[Records shown]:
++++++++
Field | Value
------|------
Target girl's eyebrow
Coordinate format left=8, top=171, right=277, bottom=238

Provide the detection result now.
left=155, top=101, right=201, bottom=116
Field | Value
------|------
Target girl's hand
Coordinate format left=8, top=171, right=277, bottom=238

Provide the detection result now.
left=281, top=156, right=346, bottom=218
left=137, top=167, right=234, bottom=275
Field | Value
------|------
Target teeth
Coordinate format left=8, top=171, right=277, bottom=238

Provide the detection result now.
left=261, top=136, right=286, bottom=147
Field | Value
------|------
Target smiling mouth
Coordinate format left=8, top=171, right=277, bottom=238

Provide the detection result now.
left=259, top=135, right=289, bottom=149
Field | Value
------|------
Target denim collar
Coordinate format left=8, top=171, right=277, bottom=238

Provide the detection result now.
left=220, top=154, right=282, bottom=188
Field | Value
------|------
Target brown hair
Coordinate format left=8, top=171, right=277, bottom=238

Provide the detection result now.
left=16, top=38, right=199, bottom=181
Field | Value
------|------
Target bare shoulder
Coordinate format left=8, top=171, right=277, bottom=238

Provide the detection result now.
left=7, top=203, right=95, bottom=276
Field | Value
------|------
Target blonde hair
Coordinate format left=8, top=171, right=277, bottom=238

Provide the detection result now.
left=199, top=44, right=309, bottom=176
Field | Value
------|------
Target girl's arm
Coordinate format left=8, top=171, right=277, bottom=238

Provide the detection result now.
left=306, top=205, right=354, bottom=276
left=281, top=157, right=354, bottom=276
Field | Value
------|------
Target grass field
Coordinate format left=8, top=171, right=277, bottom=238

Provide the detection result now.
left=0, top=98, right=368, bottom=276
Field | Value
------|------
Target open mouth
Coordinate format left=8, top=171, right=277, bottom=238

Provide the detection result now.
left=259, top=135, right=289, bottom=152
++++++++
[Exercise details]: Scale the data from its first line through the line containing "left=220, top=154, right=282, bottom=188" and reproduce every line, multiplying each bounding-box coordinate in the answers by 0.35 and rounding to whole numbers, with halves rounded up. Leave the numbers on the lines beginning "Coordinate format" unchanged.

[Response below]:
Field | Value
------|------
Target girl's eyebrow
Coordinate format left=8, top=171, right=277, bottom=238

Provide the detection result now.
left=54, top=35, right=70, bottom=41
Field | Value
------|------
Target girl's hand
Coordinate format left=8, top=171, right=277, bottom=238

Provide the detection result now.
left=98, top=55, right=121, bottom=76
left=48, top=58, right=82, bottom=96
Field | Value
------|------
Target teeth
Coordinate format left=8, top=171, right=277, bottom=238

Provide the detection result now.
left=91, top=48, right=100, bottom=51
Field | Value
------|------
Target smiling mouth
Coordinate format left=8, top=171, right=277, bottom=238

Provide the detection result now.
left=91, top=47, right=101, bottom=52
Field | Value
------|------
Target denim collar
Coordinate format left=8, top=171, right=277, bottom=238

Provide the detection result now.
left=77, top=54, right=99, bottom=66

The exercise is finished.